Riassuma in due frasi l'articolo su Hans Jonas.

▶ **TESTO FORNITO**:
• • • • • • •
Quella cotta per la Arendt di Hans Jonas
si rividero a New York dove entrambI insegnavano
ma lei gli disse che amava Heidegger
di Paola Sorge
La notorietà arrivò tardi per Hans Jonas: il filosofo aveva 75 anni quando «Il principio responsabilità - Un´etica per la civiltà tecnologica» - un libro che ebbe una diffusione rapida e vastissima come pochi altri nel mondo del pensiero - gli diede fama internazionale; da allora, era il 1979, il pensatore originario di Monchengladbach che aveva studiato con Husserl e Heidegger, l´insegnante entusiasta e appassionato che faceva della filosofia qualcosa di vivo e affascinante, divenne estremamente popolare, onnipresente nei dibattiti sul futuro del mondo.
La sua intensa vita che abbraccia quasi tutto il Novecento (dal 1903 al 1993) la racconta lui stesso in maniera semplice e disarmante in un volume uscito ora in Germania (Hans Jonas: Erinnerungen, ed. Insel, pagg. 500); nulla di accademico né di costruito nelle memorie di questo grande filosofo che paiono piuttosto le confidenze di un amico che sente il bisogno di confessarsi, di rivelare con estrema franchezza non solo le tappe del suo iter intellettuale - dalla analisi della spiritualità antica a quella della tecnologia moderna fino alla preoccupazione per il futuro dell´umanità - , ma anche le sue vicende personali, gli aspetti meno conosciuti della sua formazione e della sua carriera, i lati oscuri della sua personalità. Jonas rievoca con dovizia di particolari la sua infanzia, il rapporto con il padre, un agiato fabbricante tessile che stenta a capire le aspirazioni e le tensioni spirituali del figlio e il suo impegno per il sionismo, il tenero legame con la madre e la ferita sempre aperta per la sua tragica morte a Auschwitz; come la maggior parte dei suoi compagni di studi, Hans prova una forte attrazione per Hannah Arendt, conosciuta a Marburg nel 1924, ma lei gli confessa subito la sua relazione con Heidegger per non illuderlo e ne fa il suo confidente e amico per la vita. La descrizione dell´ambiente universitario di Friburgo e poi di Marburg e delle lezioni tenute dai due grandi, allora mitici maestri di Jonas, Husserl e Heidegger, è a dir poco disincantata. Il primo, fondatore della fenomenologia, riteneva che tutti i pensatori dell´era moderna, da Descartes in poi, non erano riusciti a risolvere certi problemi della consapevolezza o della teoria della conoscenza perché non conoscevano il suo metodo, l´unico che dava soluzioni. Tra l´altro, si diverte a ricordare Jonas, era presente alle lezioni la moglie di Husserl che, come un cerbero, controllava che gli studenti fossero attenti e prendessero appunti. Quanto a Heidegger, il giovane Hans ne riconosce il grande valore e la suggestione esercitata dalla sua personalità, ma non esita a dichiarare che spesso non lo capiva: il suo messaggio era cifrato, destinato a pochi iniziati e inoltre, intorno a lui, si avvertiva un´atmosfera «malsana» dovuta agli adoratori del filosofo.
• • • • • • •
▶ **DATI ESTRATTI**:
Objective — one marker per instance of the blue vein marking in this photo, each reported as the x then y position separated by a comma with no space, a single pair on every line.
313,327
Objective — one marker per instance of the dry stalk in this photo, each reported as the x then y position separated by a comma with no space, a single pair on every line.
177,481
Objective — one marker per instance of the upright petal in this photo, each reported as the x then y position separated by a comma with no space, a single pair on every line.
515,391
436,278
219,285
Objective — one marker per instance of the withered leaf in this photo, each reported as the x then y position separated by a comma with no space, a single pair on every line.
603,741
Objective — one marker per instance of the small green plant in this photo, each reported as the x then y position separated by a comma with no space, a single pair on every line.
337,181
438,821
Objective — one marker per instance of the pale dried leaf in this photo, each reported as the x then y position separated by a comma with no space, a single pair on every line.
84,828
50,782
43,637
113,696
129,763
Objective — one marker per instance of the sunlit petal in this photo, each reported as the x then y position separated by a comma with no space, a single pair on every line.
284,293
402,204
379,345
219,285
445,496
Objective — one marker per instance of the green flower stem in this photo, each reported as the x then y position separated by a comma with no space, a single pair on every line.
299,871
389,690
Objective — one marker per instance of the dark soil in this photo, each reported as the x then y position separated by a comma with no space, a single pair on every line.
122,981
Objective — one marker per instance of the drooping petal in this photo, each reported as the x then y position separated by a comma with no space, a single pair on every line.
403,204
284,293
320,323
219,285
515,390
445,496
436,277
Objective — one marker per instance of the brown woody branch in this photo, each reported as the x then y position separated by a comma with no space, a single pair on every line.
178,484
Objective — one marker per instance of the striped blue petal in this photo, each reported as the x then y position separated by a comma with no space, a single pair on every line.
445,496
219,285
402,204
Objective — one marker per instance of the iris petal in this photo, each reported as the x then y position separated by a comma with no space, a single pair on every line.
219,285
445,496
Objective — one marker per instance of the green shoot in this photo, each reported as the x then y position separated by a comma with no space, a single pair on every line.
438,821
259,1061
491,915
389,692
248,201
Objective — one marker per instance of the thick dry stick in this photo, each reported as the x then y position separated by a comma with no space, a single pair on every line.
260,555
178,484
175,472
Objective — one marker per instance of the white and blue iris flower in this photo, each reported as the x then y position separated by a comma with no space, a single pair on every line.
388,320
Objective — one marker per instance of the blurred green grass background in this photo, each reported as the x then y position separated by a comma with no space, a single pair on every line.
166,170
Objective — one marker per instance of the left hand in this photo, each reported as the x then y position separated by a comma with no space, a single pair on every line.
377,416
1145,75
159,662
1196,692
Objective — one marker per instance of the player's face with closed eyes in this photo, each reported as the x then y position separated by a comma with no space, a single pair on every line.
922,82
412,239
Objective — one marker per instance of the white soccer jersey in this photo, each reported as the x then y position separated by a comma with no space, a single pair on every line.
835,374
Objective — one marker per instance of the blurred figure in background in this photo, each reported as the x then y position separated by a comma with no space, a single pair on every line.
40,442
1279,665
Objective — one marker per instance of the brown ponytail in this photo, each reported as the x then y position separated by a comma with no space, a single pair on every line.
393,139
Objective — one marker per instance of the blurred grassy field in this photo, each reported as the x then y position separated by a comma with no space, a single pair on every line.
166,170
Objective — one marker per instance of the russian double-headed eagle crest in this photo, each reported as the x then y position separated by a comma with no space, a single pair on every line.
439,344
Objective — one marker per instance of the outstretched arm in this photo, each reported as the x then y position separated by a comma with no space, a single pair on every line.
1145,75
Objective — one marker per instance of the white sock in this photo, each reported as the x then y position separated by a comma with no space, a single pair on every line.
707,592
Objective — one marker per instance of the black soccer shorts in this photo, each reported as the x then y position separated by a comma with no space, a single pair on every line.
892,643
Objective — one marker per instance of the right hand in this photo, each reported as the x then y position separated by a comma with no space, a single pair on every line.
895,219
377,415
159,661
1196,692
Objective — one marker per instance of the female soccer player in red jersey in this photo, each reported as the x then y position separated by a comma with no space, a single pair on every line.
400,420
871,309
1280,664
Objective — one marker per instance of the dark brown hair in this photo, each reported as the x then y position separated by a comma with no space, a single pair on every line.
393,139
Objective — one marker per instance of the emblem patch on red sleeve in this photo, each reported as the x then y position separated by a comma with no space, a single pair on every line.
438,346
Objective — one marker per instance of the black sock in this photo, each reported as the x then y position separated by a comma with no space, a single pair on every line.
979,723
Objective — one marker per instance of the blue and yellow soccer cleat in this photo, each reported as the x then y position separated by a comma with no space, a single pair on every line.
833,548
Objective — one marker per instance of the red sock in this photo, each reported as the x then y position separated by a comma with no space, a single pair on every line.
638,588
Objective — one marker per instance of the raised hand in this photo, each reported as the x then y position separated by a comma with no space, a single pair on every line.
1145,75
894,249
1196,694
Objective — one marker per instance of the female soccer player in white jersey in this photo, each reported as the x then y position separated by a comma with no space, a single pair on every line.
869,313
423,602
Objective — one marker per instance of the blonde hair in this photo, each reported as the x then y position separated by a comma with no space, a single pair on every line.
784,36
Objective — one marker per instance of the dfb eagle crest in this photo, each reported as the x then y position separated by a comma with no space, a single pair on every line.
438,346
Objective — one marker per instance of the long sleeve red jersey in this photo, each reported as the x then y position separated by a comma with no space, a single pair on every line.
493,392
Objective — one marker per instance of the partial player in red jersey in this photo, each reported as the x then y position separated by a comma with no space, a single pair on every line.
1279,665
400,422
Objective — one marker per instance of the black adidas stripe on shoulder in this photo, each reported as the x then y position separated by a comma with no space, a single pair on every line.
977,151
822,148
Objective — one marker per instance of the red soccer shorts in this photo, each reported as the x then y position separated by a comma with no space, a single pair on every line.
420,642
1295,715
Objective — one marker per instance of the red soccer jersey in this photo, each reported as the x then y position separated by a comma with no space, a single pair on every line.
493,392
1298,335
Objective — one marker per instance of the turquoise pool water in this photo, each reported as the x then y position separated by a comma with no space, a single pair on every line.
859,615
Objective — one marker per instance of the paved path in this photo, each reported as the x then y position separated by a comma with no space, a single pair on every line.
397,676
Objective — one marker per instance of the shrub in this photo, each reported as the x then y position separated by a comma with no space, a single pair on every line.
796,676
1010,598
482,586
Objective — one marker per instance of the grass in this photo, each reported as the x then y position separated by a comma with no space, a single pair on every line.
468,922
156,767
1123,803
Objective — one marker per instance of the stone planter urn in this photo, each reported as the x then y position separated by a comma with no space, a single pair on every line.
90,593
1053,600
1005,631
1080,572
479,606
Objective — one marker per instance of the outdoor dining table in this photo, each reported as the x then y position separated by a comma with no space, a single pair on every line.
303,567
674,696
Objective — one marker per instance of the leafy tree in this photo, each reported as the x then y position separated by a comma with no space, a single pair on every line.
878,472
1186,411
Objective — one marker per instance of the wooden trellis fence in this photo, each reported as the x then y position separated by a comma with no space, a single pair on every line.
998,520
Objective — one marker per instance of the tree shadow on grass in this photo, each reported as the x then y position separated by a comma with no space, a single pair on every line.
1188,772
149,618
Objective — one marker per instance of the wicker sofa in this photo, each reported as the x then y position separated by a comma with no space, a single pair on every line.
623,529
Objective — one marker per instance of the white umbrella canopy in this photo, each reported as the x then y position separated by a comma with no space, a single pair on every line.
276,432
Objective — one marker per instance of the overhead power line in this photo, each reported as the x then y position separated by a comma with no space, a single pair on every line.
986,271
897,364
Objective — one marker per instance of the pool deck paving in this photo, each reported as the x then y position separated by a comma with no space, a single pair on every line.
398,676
• • • • • • •
▶ **PROBLEMA RISOLTO**:
Hans Jonas, filosofo allievo di Husserl e Heidegger, ottenne fama internazionale solo a 75 anni, nel 1979, con «Il principio responsabilità», e ora racconta la propria vita in un volume di memorie uscito in Germania. Vi rievoca l'infanzia, il rapporto con il padre e la morte della madre ad Auschwitz, l'attrazione per Hannah Arendt, che gli confessò subito la sua relazione con Heidegger, e descrive in modo disincantato le lezioni dei suoi due maestri.